┌─ Source data

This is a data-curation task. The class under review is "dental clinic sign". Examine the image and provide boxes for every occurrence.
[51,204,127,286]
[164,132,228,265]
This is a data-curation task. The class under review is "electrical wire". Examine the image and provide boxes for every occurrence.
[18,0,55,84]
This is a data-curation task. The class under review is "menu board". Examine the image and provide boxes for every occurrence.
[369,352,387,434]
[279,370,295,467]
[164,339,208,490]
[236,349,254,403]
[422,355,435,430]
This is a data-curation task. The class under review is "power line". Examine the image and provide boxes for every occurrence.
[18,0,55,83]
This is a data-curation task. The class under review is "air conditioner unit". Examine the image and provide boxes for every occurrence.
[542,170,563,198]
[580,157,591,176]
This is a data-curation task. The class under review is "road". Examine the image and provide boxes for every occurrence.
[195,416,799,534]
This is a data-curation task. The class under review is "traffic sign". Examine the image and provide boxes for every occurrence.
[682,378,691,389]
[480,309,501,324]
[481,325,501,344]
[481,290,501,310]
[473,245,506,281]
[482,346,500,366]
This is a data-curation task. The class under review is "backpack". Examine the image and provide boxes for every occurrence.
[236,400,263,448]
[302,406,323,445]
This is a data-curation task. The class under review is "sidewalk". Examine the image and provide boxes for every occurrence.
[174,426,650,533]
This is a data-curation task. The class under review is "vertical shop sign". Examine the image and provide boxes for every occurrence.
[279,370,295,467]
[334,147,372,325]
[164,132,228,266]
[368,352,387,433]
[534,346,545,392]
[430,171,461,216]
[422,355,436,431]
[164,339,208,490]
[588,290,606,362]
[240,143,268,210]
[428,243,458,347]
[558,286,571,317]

└─

**Problem details**
A verbatim copy of every record is what you should return.

**Response to this exercise**
This is a data-curation task. The class under review is "dental clinic sign". Examine the image and provide boxes for every occurrence.
[51,204,127,286]
[164,132,228,265]
This is a data-curation task. The class under review is "electrical wire". Examine the image and provide boxes for every occurrence.
[18,0,55,84]
This is a data-curation task. The class under review is "menu board". Examine the image and provide boxes for every occurrence.
[369,352,387,434]
[279,370,295,467]
[164,339,208,490]
[236,349,254,403]
[422,355,435,430]
This is a data-curation task. The class under review is "power line". Examine the image and provide boxes for every occurrence.
[18,0,55,83]
This is a data-curation task. The class under review is "air conditioner unit". Examine the image and provide boxes for every occurrence.
[542,170,563,198]
[580,157,591,176]
This is a data-curation task. The class under review is "road". Examine the image and provide boxes for every occurrence.
[195,416,799,534]
This is a data-curation task. The class under review is "traffic sign". Examine the image and provide boxes for every occurrence.
[682,378,691,389]
[480,309,501,324]
[481,325,501,344]
[481,290,501,310]
[473,245,506,281]
[482,346,500,366]
This is a data-curation task. The class under review is "backpack". Examine the image and provide boxes for every occurrence.
[236,400,263,448]
[302,406,323,445]
This is a data-curation task. The class under review is "sidewalk". Examine the image and provide boxes for every occurrence.
[174,426,650,533]
This is a data-curation task. The class under review is "vertical shop sign". Examine the image and provide boxes for every occurrence.
[279,370,295,467]
[334,147,372,325]
[164,132,228,266]
[368,352,387,433]
[534,346,545,392]
[430,171,461,216]
[422,355,436,431]
[164,339,208,490]
[588,290,606,362]
[240,143,268,210]
[428,243,458,347]
[558,286,571,317]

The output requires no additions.